## DATA FOR THIS TASK
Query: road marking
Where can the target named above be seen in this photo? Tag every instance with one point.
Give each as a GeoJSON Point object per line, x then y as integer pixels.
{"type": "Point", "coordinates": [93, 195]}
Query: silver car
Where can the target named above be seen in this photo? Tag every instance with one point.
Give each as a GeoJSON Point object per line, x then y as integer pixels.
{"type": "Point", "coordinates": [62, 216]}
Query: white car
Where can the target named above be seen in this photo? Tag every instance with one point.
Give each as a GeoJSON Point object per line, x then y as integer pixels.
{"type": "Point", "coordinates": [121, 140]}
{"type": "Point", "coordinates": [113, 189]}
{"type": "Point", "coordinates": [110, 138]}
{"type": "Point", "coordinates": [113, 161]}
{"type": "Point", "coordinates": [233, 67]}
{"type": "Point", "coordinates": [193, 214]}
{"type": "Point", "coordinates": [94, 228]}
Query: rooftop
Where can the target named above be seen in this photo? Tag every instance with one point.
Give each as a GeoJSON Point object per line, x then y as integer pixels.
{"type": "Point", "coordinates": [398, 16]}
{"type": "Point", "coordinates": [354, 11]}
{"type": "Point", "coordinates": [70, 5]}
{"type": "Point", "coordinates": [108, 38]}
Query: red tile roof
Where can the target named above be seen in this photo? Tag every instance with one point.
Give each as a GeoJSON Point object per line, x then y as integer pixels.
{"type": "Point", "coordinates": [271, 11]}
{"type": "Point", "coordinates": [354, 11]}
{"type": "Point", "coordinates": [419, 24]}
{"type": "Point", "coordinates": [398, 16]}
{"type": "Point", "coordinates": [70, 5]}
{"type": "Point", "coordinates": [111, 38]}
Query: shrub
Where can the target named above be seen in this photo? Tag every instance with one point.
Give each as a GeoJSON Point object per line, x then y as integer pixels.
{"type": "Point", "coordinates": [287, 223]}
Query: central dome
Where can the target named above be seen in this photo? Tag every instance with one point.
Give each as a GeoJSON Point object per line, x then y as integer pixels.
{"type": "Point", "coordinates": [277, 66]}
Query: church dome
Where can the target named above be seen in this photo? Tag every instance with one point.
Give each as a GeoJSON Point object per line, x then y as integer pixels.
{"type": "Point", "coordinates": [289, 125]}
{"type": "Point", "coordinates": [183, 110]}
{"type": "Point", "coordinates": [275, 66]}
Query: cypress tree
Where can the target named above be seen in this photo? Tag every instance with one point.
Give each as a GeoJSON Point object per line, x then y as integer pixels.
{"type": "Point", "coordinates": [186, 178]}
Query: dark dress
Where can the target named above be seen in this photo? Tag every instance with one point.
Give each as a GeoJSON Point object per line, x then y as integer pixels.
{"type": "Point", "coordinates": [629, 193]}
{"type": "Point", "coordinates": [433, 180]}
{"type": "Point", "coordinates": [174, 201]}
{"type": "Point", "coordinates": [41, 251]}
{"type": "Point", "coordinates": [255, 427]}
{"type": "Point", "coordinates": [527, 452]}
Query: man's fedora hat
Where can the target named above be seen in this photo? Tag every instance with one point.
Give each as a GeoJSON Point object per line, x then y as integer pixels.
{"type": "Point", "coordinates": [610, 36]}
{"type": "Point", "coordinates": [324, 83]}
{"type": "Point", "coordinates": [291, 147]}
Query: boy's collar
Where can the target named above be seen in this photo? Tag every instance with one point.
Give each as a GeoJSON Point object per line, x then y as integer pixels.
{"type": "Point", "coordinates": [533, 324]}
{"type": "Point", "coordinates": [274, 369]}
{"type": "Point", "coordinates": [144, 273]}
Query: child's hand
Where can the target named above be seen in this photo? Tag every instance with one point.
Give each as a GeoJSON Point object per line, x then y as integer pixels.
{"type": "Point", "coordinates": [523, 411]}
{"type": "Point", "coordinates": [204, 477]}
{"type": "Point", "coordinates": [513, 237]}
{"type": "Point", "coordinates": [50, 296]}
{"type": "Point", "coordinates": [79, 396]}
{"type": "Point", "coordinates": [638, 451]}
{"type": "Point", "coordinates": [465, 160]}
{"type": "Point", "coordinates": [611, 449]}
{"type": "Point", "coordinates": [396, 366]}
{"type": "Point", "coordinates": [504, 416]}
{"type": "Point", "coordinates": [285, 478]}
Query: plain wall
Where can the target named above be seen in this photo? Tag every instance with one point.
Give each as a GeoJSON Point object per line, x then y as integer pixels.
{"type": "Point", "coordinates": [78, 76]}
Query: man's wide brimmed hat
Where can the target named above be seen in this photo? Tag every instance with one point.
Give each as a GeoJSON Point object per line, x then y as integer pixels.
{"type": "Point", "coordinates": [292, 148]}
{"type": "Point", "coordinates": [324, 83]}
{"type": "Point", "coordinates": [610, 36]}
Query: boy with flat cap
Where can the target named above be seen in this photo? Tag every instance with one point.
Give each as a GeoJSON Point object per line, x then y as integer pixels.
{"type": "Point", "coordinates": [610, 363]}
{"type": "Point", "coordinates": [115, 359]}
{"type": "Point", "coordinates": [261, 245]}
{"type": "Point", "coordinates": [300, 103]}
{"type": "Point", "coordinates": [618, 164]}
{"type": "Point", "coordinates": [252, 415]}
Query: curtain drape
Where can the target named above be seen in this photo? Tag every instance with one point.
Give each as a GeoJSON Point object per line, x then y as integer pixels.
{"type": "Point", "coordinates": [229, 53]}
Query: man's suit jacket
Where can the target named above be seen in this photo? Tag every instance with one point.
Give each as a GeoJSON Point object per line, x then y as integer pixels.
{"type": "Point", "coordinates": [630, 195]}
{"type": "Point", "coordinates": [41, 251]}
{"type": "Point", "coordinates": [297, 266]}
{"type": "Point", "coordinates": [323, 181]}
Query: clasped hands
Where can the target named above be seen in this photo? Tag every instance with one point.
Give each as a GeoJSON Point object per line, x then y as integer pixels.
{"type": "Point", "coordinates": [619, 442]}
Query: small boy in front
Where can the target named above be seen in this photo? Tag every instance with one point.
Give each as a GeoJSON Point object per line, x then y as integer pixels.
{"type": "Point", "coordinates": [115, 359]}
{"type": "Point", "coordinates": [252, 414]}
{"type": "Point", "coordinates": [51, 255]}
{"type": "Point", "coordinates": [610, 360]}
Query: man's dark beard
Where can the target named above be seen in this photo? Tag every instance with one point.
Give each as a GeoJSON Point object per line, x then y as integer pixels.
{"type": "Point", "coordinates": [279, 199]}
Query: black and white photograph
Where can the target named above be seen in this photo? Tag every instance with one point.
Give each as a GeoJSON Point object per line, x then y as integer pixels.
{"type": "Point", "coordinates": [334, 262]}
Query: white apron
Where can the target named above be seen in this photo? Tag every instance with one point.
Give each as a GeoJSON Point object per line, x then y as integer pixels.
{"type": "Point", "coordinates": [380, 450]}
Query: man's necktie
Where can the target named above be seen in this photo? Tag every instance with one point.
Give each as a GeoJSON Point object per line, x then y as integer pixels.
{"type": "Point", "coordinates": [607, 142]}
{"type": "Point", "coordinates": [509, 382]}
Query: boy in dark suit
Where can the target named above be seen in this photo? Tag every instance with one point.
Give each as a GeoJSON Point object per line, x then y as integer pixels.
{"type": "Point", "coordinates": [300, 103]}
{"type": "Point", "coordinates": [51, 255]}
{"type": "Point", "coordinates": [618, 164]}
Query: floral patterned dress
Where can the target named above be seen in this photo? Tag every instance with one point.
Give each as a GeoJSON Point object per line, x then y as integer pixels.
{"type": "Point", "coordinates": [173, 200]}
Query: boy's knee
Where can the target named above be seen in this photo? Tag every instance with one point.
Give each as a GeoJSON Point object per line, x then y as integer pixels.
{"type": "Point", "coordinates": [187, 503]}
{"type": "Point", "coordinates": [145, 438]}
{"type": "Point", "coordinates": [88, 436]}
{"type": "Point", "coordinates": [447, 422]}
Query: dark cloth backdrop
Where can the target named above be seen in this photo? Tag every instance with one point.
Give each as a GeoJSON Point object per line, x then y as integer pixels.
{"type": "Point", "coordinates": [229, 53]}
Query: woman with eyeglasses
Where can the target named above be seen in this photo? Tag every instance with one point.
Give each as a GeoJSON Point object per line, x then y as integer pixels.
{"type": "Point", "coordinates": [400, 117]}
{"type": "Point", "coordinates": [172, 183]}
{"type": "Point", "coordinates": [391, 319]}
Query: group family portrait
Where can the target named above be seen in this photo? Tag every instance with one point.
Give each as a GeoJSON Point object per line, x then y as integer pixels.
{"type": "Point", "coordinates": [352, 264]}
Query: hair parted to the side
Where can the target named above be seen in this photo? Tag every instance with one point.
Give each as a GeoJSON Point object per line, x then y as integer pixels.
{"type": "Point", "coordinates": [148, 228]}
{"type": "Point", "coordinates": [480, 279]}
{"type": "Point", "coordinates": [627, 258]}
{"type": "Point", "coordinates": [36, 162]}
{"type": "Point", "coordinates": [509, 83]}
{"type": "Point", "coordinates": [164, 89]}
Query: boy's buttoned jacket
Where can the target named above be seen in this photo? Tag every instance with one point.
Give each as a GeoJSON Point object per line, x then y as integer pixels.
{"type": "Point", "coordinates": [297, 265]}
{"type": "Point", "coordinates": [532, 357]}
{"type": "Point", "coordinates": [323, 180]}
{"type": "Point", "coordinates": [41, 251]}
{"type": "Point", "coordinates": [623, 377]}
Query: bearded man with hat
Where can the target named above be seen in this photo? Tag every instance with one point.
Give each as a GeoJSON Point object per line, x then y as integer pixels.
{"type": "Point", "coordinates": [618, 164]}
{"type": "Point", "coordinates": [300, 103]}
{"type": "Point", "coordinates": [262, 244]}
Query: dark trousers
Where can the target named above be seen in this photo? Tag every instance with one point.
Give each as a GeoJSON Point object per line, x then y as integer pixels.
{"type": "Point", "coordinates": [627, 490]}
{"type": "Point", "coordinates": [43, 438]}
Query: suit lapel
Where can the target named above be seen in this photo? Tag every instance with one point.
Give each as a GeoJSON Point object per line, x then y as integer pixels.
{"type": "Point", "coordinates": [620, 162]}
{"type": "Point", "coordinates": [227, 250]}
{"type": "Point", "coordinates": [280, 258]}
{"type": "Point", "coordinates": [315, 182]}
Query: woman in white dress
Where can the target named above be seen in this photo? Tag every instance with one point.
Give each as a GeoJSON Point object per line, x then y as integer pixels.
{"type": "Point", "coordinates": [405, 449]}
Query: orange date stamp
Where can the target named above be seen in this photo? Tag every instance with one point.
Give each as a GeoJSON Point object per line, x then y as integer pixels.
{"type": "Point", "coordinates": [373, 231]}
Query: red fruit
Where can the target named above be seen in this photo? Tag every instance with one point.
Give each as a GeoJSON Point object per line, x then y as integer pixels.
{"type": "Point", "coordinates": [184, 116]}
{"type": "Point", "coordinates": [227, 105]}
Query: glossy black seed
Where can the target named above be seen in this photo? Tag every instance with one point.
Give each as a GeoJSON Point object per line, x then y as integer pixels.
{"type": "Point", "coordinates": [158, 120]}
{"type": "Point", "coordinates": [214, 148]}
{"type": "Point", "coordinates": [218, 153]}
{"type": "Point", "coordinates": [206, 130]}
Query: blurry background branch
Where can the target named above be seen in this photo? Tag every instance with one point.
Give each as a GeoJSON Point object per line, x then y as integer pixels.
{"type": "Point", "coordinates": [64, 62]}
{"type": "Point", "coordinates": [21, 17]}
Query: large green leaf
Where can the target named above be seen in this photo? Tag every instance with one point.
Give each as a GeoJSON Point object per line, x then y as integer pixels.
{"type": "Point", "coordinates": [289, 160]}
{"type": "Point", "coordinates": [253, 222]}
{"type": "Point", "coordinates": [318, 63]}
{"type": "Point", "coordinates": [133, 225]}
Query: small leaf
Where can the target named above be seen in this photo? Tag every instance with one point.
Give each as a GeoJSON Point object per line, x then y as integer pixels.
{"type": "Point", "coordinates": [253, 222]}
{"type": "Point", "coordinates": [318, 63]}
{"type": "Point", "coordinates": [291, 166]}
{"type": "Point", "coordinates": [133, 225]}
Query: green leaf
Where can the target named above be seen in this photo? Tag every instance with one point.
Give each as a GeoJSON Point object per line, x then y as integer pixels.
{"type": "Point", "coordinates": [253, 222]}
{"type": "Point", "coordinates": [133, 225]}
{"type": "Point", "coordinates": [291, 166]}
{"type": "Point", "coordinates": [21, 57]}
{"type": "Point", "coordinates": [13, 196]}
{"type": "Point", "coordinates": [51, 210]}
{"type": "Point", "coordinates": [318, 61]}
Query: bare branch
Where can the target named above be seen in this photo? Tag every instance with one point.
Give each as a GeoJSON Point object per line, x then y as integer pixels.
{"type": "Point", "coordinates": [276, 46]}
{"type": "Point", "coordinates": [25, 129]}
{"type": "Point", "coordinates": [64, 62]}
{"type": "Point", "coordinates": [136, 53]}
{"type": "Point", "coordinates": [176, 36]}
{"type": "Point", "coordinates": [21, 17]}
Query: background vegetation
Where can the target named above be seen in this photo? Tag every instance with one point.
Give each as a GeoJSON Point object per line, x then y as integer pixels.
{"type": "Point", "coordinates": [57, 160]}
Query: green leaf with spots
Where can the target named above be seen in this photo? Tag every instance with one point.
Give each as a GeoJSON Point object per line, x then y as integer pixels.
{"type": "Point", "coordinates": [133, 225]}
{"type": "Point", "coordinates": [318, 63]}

## YOUR OBJECTIVE
The word to look for is "black"; copy out every line of the entries that holds it.

## ANSWER FOR THE TASK
Query: black and white photograph
Query: glossy black seed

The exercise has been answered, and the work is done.